» **What you should do**:
In the data below, change each "detection query" to "search phrase" and keep every other part the same.

» **Material for this task**:
^^^^^^^^

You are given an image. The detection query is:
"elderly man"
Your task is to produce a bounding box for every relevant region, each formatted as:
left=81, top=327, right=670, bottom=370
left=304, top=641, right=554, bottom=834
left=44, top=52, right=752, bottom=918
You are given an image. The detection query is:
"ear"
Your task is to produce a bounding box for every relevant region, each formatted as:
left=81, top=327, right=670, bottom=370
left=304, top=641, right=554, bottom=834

^^^^^^^^

» **Task response**:
You are given an image. The search phrase is:
"elderly man"
Your task is to produce a bounding box for every relevant region, each formatted as:
left=81, top=327, right=670, bottom=370
left=304, top=641, right=554, bottom=834
left=44, top=52, right=752, bottom=918
You are given an image. The search phrase is:
"ear"
Your task is to produce a bounding box for every relevant region, each formatted as:
left=81, top=327, right=670, bottom=370
left=304, top=641, right=554, bottom=834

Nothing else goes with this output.